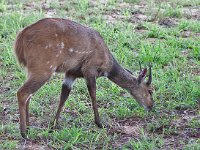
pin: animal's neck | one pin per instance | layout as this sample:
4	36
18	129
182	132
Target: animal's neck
121	76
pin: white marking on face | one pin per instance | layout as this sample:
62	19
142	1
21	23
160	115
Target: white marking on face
62	45
71	50
68	81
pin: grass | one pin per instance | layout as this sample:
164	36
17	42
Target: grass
175	60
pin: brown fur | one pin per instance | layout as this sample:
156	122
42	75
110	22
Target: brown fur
59	45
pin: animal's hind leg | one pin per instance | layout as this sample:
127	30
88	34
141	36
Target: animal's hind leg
34	82
66	88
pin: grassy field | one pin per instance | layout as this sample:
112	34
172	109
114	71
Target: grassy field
165	32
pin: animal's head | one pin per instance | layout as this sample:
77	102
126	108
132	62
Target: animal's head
142	91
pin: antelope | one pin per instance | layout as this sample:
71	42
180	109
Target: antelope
59	45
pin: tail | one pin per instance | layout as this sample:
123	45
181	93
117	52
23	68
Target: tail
19	49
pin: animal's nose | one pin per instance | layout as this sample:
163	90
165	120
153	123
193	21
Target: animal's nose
150	107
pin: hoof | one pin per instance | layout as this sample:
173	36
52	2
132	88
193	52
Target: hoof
24	135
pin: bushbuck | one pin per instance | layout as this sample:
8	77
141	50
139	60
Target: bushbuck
60	45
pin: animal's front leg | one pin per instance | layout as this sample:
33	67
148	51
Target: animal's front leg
91	84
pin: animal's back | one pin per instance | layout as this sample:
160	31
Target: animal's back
58	44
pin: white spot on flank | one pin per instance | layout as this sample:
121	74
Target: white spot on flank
48	46
68	81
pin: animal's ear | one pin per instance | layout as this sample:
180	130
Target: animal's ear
128	71
142	75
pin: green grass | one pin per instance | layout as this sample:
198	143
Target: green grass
176	79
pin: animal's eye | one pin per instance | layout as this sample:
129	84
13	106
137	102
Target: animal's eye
150	92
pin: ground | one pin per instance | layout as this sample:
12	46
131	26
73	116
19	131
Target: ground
165	33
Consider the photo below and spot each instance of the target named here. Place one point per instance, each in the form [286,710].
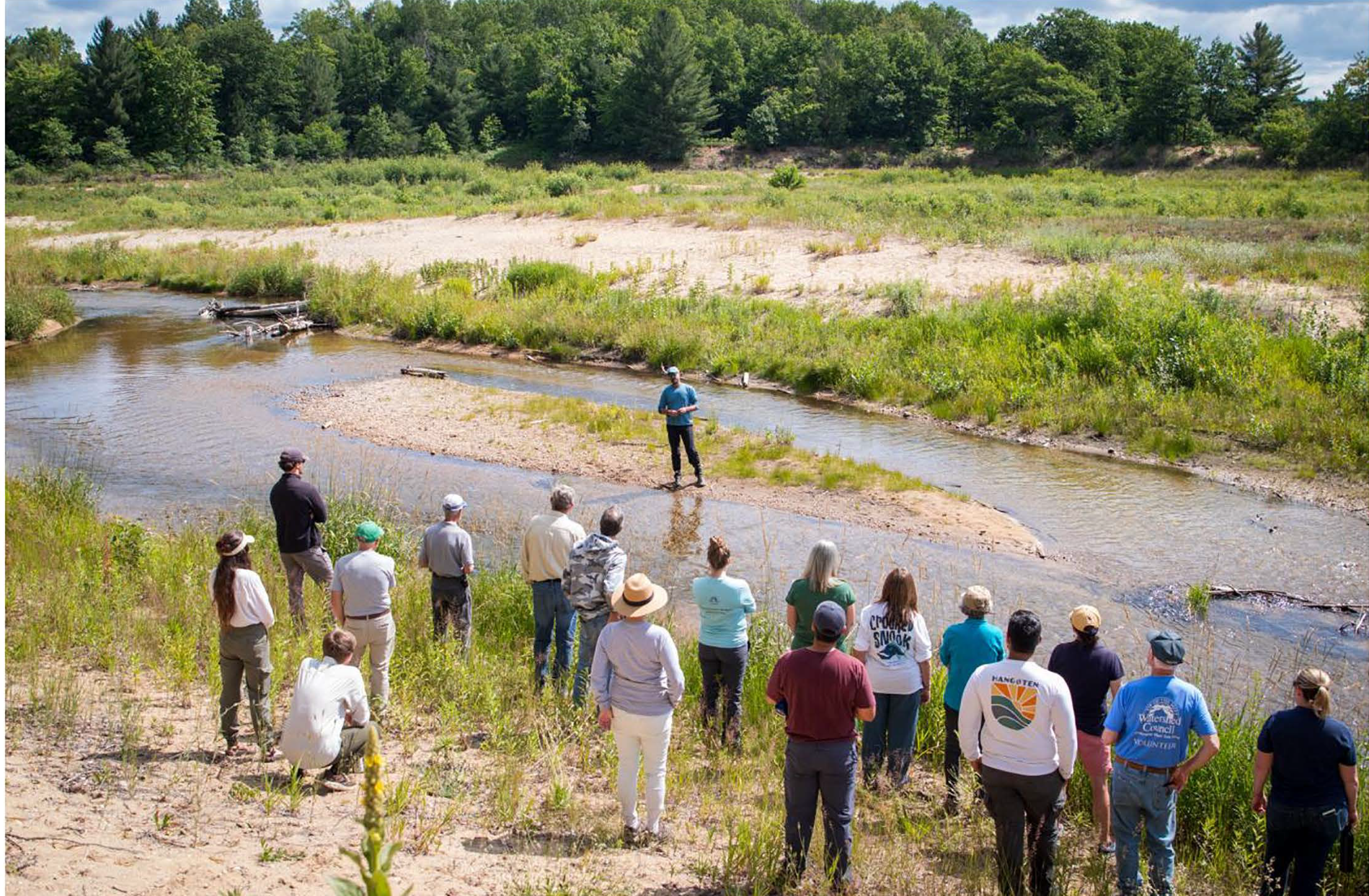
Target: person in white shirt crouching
[1017,729]
[329,719]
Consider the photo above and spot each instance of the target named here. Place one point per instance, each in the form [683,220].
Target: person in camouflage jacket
[593,572]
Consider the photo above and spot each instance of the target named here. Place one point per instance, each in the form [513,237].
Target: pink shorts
[1094,755]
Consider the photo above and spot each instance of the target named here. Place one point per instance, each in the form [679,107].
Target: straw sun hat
[638,597]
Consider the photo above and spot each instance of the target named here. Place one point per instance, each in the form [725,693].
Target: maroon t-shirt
[823,691]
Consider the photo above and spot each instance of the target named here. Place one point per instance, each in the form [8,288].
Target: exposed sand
[455,419]
[656,247]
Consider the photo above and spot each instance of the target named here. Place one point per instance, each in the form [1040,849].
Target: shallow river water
[177,422]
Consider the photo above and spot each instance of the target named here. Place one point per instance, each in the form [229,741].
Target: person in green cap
[362,585]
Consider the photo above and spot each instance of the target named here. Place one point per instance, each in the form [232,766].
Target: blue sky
[1324,35]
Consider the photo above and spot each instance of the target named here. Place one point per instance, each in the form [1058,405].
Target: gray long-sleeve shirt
[637,669]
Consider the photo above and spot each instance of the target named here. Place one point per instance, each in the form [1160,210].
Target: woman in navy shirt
[1311,762]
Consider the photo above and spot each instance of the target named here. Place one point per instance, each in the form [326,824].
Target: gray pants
[315,564]
[245,653]
[1026,810]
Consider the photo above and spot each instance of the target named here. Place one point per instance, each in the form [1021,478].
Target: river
[178,422]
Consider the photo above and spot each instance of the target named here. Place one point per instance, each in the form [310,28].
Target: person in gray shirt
[638,683]
[362,585]
[447,553]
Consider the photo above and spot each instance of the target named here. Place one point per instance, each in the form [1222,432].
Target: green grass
[1171,370]
[1294,227]
[130,602]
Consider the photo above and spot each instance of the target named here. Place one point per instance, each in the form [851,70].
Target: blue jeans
[1142,798]
[827,768]
[1302,839]
[890,735]
[590,631]
[552,613]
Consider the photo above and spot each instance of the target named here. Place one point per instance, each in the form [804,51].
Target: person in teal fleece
[965,646]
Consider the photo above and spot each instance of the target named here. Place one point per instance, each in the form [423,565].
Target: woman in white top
[245,615]
[892,641]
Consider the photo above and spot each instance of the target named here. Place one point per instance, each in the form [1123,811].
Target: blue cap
[828,620]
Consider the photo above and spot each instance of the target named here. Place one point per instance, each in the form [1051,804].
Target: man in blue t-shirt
[678,404]
[1149,724]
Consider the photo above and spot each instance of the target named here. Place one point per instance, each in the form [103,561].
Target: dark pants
[552,613]
[1302,839]
[1026,810]
[686,435]
[353,745]
[723,669]
[451,606]
[827,768]
[890,735]
[245,653]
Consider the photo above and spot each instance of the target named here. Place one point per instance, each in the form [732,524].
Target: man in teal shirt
[965,646]
[678,404]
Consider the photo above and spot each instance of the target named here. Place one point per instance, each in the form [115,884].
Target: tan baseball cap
[1084,617]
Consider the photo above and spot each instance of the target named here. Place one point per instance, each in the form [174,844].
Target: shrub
[787,178]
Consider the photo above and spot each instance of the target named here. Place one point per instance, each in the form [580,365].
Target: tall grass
[132,602]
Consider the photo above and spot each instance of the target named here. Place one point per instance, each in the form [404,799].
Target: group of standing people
[1019,725]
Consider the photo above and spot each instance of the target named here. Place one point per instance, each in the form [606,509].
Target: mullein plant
[376,856]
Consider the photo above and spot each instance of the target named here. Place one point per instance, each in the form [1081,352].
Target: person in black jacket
[298,509]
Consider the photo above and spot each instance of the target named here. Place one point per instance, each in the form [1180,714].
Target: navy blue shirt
[1089,670]
[1308,757]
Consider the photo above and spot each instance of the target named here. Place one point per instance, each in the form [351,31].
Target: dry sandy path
[655,245]
[484,425]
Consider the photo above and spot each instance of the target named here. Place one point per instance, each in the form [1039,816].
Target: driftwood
[423,371]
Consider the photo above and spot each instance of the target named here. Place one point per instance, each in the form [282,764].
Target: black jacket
[298,509]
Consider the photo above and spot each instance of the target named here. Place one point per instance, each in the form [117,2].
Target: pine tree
[663,106]
[1274,77]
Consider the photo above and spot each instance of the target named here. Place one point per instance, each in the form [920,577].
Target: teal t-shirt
[804,601]
[967,646]
[723,605]
[677,397]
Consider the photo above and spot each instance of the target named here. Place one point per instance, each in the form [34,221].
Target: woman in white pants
[637,683]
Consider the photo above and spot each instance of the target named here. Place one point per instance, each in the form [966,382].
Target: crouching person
[329,714]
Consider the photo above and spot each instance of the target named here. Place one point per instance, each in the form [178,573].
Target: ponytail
[1314,687]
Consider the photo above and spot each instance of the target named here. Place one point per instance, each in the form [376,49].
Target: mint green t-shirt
[804,601]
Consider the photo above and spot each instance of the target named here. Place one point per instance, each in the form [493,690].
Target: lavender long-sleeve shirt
[637,669]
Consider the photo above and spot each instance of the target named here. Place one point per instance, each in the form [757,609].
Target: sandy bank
[502,427]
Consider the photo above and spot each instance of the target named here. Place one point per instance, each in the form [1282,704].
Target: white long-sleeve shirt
[1027,716]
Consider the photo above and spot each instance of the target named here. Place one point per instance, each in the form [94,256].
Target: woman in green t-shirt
[818,585]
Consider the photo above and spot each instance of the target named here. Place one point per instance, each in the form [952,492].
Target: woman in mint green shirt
[723,606]
[818,585]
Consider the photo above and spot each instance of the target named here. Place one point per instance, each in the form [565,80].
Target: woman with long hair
[818,585]
[897,650]
[1309,760]
[245,616]
[723,605]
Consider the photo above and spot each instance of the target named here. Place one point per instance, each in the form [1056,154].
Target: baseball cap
[828,620]
[1084,617]
[1166,646]
[292,456]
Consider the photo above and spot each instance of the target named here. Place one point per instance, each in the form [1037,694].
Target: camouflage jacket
[592,574]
---*---
*任务目标*. 请将从包含“the form [178,573].”的那一行开始、到记录末尾结束的这部分记录（两端均包括在内）转成两列 CSV，列名分别为“请求”和“答案”。每个请求占一行，其文本和答案各放在一个带引号的字段中，字段内的换行一律改为空格。

*参考解答*.
请求,答案
"Consider the photo above and spot each instance of the target named here. Place one point per instance, each in the form [178,573]. Target: ponytail","[1314,687]"
"Consider the photo above and spot each instance of the target named here. Place one point per instance, each in the form [376,49]. Target: mint green t-shirt","[804,601]"
"Consider the photo above and spot each instance of the target named here. Place one point per instance, each in the form [493,690]. Target: lavender long-sleeve shirt","[637,669]"
"Consider the photo above and spot each instance of the target named here. Place one point per instance, each in the form [757,609]. Target: sandy bank","[502,427]"
"Consider the photo above and spot each instance of the target named here. Place one point per instance, each in the form [1282,704]. Target: white long-sleeve shirt","[1027,716]"
"Consider the photo above and spot each instance of the target named here. Place one point per instance, each in the form [94,256]. Target: woman in green t-shirt","[818,585]"
"Consider the photo above and spot each instance of the target named here. Place one point per instance, each in the form [952,492]. Target: woman in mint green shirt","[723,606] [818,585]"
"Consider the photo above and spot each instance of the target named here. Place one point per instance, each in the form [565,80]. Target: woman with long hair","[818,585] [897,650] [1309,760] [245,616] [723,605]"
"Consider the photo above and spot each instance of the target named here. Place one point per instance, each in the form [1056,154]. Target: baseball cap","[828,620] [1084,617] [1166,646] [292,456]"
"Consider the photo above and spot each instance of the target named here. Place one point per instance, each in the form [1037,694]. Target: camouflage jacket","[592,574]"